##### Working data #####

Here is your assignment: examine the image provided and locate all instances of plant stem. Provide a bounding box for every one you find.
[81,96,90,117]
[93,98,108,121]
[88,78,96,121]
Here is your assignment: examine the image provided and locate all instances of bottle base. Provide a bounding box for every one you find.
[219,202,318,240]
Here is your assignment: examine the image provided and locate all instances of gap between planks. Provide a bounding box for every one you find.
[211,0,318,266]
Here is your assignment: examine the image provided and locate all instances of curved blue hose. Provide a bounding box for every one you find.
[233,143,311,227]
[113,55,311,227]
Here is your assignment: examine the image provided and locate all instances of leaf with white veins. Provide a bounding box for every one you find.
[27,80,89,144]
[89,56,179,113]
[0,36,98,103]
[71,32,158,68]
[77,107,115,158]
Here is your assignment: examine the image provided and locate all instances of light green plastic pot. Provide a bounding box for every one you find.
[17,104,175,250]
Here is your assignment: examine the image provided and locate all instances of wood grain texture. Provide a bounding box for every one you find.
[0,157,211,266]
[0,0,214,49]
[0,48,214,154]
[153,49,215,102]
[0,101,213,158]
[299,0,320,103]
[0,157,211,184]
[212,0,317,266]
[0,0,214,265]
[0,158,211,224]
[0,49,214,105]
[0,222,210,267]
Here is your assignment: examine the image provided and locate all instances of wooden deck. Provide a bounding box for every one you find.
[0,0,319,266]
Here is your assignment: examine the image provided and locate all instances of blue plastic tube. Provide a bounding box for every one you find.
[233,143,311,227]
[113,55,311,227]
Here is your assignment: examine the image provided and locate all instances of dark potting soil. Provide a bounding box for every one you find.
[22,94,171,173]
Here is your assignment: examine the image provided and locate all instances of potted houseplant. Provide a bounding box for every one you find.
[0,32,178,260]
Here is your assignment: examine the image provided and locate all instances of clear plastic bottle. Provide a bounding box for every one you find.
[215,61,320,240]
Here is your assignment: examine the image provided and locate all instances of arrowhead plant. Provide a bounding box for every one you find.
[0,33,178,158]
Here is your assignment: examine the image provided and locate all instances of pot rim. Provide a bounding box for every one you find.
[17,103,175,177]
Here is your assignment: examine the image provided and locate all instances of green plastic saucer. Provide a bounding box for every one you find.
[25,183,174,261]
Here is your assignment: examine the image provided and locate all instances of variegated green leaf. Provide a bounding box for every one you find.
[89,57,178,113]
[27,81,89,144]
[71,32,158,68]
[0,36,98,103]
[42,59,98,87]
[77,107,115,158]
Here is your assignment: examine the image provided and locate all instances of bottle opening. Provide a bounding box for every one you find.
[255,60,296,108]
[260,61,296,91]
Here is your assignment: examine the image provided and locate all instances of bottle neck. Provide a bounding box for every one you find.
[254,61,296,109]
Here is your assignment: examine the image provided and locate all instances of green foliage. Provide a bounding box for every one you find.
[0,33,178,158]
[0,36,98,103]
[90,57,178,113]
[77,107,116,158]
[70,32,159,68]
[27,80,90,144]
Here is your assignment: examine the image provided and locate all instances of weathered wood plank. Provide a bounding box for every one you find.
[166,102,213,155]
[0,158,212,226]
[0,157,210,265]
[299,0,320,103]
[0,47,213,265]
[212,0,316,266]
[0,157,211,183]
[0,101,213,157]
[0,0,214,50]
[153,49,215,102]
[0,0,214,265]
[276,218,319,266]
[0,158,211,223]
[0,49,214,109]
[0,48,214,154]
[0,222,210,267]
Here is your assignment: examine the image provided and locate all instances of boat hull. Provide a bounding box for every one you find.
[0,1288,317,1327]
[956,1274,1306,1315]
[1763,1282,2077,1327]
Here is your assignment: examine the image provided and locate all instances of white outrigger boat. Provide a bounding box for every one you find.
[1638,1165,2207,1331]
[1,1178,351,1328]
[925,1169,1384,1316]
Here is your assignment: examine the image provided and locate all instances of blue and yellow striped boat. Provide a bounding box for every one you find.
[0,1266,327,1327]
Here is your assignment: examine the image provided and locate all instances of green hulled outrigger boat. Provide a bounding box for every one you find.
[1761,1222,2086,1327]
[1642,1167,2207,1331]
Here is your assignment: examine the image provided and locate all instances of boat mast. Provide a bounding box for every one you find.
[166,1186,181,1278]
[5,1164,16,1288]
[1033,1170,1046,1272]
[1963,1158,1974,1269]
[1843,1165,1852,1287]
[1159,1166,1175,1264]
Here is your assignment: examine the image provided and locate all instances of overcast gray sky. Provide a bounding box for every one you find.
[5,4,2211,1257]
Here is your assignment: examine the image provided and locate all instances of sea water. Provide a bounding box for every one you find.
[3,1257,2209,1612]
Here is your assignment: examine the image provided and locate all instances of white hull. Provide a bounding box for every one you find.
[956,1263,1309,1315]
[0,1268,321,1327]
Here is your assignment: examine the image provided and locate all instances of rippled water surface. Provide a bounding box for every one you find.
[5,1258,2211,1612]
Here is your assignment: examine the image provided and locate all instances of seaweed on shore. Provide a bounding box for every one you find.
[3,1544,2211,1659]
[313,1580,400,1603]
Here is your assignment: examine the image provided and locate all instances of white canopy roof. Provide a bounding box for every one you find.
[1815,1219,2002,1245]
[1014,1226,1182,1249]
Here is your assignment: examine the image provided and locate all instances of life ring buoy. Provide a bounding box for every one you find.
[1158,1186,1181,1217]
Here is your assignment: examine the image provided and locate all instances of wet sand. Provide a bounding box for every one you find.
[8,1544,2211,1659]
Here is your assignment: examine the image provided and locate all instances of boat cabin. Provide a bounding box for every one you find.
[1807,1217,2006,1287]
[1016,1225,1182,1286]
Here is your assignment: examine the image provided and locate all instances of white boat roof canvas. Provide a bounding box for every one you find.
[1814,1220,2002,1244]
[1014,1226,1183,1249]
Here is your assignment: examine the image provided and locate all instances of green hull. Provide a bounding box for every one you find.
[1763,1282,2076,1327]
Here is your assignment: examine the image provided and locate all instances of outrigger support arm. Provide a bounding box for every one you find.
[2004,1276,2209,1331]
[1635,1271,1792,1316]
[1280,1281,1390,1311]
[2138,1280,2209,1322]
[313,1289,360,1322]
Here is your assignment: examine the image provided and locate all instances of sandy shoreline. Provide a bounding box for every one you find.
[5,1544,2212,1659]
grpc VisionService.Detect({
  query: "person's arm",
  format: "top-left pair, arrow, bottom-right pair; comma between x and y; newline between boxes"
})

#####

* [What is expected]
Return the entries in full. Do not alter them.

* [Exercise response]
Here is your assignment: examine the image provided and locate all instances of plant stem. Provide a bounding box for every one you find.
[81,96,90,117]
[93,98,108,121]
[88,78,96,121]
Here is your assignment: examine the image provided and locate all instances of bottle base. Provide a bounding box for every one you find.
[219,202,318,240]
Here is your assignment: examine the image provided and locate all instances of gap between planks. Provide a bounding box for every one you find.
[211,0,318,266]
Here is your assignment: examine the image provided and locate all instances of curved blue hose. Provide a bounding box for every one you find.
[233,143,311,227]
[113,55,311,227]
Here is your assignment: examine the image provided and locate all instances of leaf with white veins. Provide a bounding box for every one you find.
[27,80,89,144]
[89,56,179,113]
[0,36,98,103]
[71,32,158,68]
[77,107,115,158]
Here is your assignment: examine the image provided and locate all instances of light green plastic pot. Provide a bounding box for every one you find.
[17,104,175,250]
Here is your assignment: examine the image provided and locate all instances of wood grain texture. Provide a bounding box for every one you find.
[0,157,211,266]
[0,0,214,49]
[0,48,214,154]
[153,49,215,102]
[0,101,213,158]
[299,0,320,103]
[0,157,211,184]
[212,0,317,266]
[0,0,214,265]
[0,158,211,224]
[0,49,214,105]
[0,222,210,267]
Here is your assignment: examine the image provided and locate all instances of wooden deck. Provide a bounding box for every one you find.
[0,0,319,266]
Here is your assignment: examine the image provided and locate all instances of blue plastic tube. Provide a bounding box for every one you find.
[233,143,311,227]
[113,55,311,227]
Here is your assignment: examine the image provided and locate all instances of dark potting soil. Provide a bounding box for every one you find.
[22,94,171,173]
Here is your assignment: examine the image provided and locate all instances of potted houseplant. Provide a bounding box for every one you find.
[0,32,178,260]
Here is your assignment: examine the image provided and locate all instances of clear plastic bottle. Provide a bounding box for every one you find.
[215,61,320,240]
Here is your assignment: examine the image provided and locate all instances of arrowhead plant. Provide a bounding box for every one you find.
[0,33,178,158]
Here is your assignment: examine the image provided and locate all instances of pot rim. Provide a bounding box for every one you find.
[17,103,175,177]
Here is your assignment: examine the image provided and locate all instances of green plastic saucer. Provide a bounding box for every one you find.
[25,183,174,261]
Here is your assignment: examine the image provided and locate all instances of variegated green leaf. Provide a bounding box for every one you find.
[89,57,178,113]
[27,81,89,144]
[71,32,158,68]
[0,36,98,103]
[42,59,98,87]
[77,107,115,158]
Here is your assignment: examine the image provided and locate all instances of bottle opening. Provide a bounding box for every one you find.
[255,60,296,108]
[260,61,296,91]
Here is your assignment: examine the image provided and locate all instances of bottle neck. Provide a bounding box for every one you find.
[254,61,296,109]
Here is your assignment: examine the image provided and locate all instances of green foliage. Provide a bounding box for every one you find.
[0,33,178,158]
[0,36,98,103]
[90,57,178,113]
[77,107,116,158]
[70,32,159,68]
[27,80,90,144]
Here is your assignment: examine the image provided and locate all instances of weathered wood plank. Provide a bounding box for every one you find.
[166,102,213,155]
[0,158,212,226]
[0,157,210,265]
[299,0,320,103]
[0,47,213,265]
[212,0,316,266]
[0,157,211,183]
[0,101,213,157]
[0,0,214,50]
[153,49,215,102]
[0,0,214,265]
[276,218,319,266]
[0,158,211,223]
[0,49,214,109]
[0,48,214,154]
[0,222,210,267]
Here is your assignment: examine the image provided and locate all instances of boat hull. Provide a bounding box for every one you find.
[0,1288,317,1327]
[956,1274,1306,1315]
[1763,1282,2077,1327]
Here is your assignment: examine the image provided and locate all instances of white outrigger boat. Provide a bounding box for every one you find.
[1638,1165,2207,1331]
[1,1178,351,1328]
[925,1169,1384,1316]
Here is your assignment: examine the image provided and locate all instances of blue and yellow striped boat. Provide a bounding box for every one you find.
[0,1266,327,1327]
Here is your assignment: examine the image provided and locate all instances of green hulled outrigger boat. Provide a bounding box for every one you find.
[1761,1222,2086,1327]
[1642,1167,2207,1331]
Here is your assignment: examine the image provided and locate all instances of boat mast. Provide a bounding box for every one you find.
[166,1186,181,1278]
[5,1164,16,1288]
[1033,1170,1046,1272]
[1963,1158,1974,1269]
[1843,1165,1852,1287]
[1159,1166,1175,1264]
Here is your assignment: examine the image provided and locate all instances of overcast gray sky. Provide a bounding box for every one you find.
[5,4,2211,1257]
Here is your assignment: examine the image provided and locate all instances of sea water. Provide a bounding box for every one you find.
[3,1257,2209,1612]
Here is your assignment: examine the image provided and locate all instances of white hull. Provide a bounding box for every one you find.
[956,1263,1309,1315]
[0,1268,321,1327]
Here is your assignment: examine the image provided and locate all instances of rippled water surface. Provide a bounding box for every one you find.
[5,1258,2211,1612]
Here is your assignment: examine the image provided and locate all instances of seaweed on shore. Provide a bounding box for every one you find.
[3,1544,2211,1659]
[313,1580,400,1603]
Here is your assignment: examine the image provided and locate all instances of white canopy roof. Provide a bounding box for every one you find.
[1815,1219,2002,1245]
[1014,1226,1182,1249]
Here is your assignment: examine the image provided and locate all instances of life ring buoy. Provide a bounding box for every one you find.
[1158,1186,1181,1217]
Here is your assignment: examine the image provided and locate all instances of wet sand. Provide a bounding box for every one you find.
[8,1544,2211,1659]
Here is your assignment: examine the image provided and locate all instances of boat cabin. Provide a bounding box for every one you find.
[1807,1217,2006,1287]
[1016,1225,1182,1286]
Here is your assignment: examine the image provided and locate all instances of white boat roof canvas. Provide a bounding box for every one you find.
[1814,1220,2002,1244]
[1014,1226,1183,1249]
Here is your assignment: examine the image provided and locate all instances of green hull. Provide a bounding box for every one you find.
[1763,1282,2076,1327]
Here is your assignment: examine the image provided and locate all instances of outrigger support arm. Provide a bounding box for every one you find.
[2004,1276,2209,1331]
[1635,1271,1792,1316]
[1280,1281,1390,1311]
[2138,1280,2209,1322]
[313,1289,360,1322]
Here is your assignment: examine the image provided and locate all instances of sandy shoreline. Provide a bounding box for every one you find.
[5,1544,2212,1659]
grpc VisionService.Detect({
  query: "person's arm",
  format: "top-left pair, arrow, bottom-right pair; comma between x and y; newline between boxes"
})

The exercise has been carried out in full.